(Study text Opens)
In the last week, leafhoppers have invaded our house both inside and out. Suddenly I’m seeing dozens of brown wedge-shaped insects crawling all over my windows and screens. They are even on the kitchen walls. These annoying critters, also called planthoppers, are less than a 1/4-inch long, and they keep me busy squishing them each day. I decided to find out more about them.
Leafhoppers belong to one of the largest families of plant-feeding insects with approximately 20,000 currently described species. More species are being discovered almost daily. Some entomologists suspect there may be 100,000 species in the world. They are near relatives of cicadas and distant relatives of aphids.
Females lay eggs in plant tissues such as leaves. These eggs may stay dormant for up to a year, or develop and hatch in a few weeks. Young leafhopper nymphs molt (shed their exoskeleton) five times before becoming adults. Most leafhoppers live only for a few months; but there may be several generations per year. Some species can overwinter in protected places such as bark crevices, walls, etc., and others migrate south.
Leafhoppers are plant feeders with piercing-sucking mouthparts. They insert their needle and straw-like mouthparts into a plant and then suck the sap out. While they are feeding, they usually infect a plant with a virus, causing long-term damage or death to the plant. These viral infections rarely have a control, so farmers can incur significant economic losses. Leafhoppers are pests in grapevines, beets and other agricultural crops. Home gardeners can lose many garden plants too. Since these insects hop, move rapidly and also fly, they are hard to control with an insecticide.
The damage from leafhopper feeding looks like small white spots on the upper surface of leaves. These spots may grow together causing larger blotches on mature leaves. Sometime leaf margins will dry up and eventually the whole leaf may turn brown. Growing tips may be stunted and deformed.
I suspect the surge in leafhoppers is what the University of California Cooperative Extension Master Gardeners call “transitory insect invasion.” These insects are on the move because it’s the end of the season. They are migrating from host plants now that their food source has dried up. It’s simply a matter of chance where they settle. I was just lucky they came to our house. I will keep on squishing them or using the vacuum to eliminate them. Soon they will be gone, until next spring.
(Study text Closes)
(Dataset excerpt Opens)
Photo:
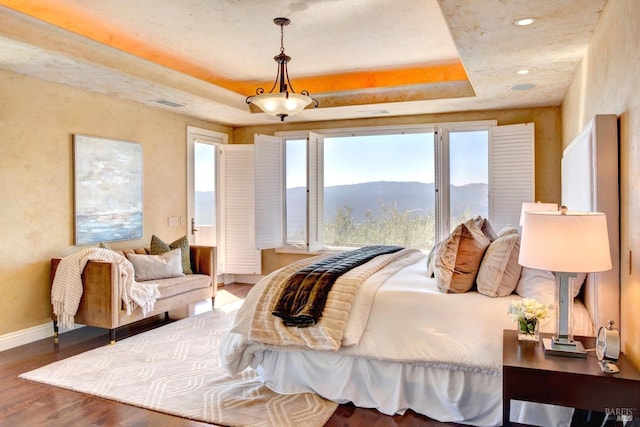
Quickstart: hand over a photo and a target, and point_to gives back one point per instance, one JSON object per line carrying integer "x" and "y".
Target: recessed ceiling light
(Dataset excerpt Closes)
(Prompt 1)
Do these statements agree with the leafhopper text? Answer yes or no for each, quoting the deciding words of the text.
(a) Leafhopper nymphs molt five times before they become adults.
(b) Leafhoppers are easy to control with an insecticide.
(c) Leafhoppers are distant relatives of cicadas.
(Prompt 2)
From the leafhopper text, copy the stretch from "Leafhoppers belong to" through "relatives of aphids." word for word.

(Exercise response 1)
(a) Yes: "Young leafhopper nymphs molt (shed their exoskeleton) five times before becoming adults."
(b) No: "they are hard to control with an insecticide."
(c) No: "They are near relatives of cicadas and distant relatives of aphids."

(Exercise response 2)
Leafhoppers belong to one of the largest families of plant-feeding insects with approximately 20,000 currently described species. More species are being discovered almost daily. Some entomologists suspect there may be 100,000 species in the world. They are near relatives of cicadas and distant relatives of aphids.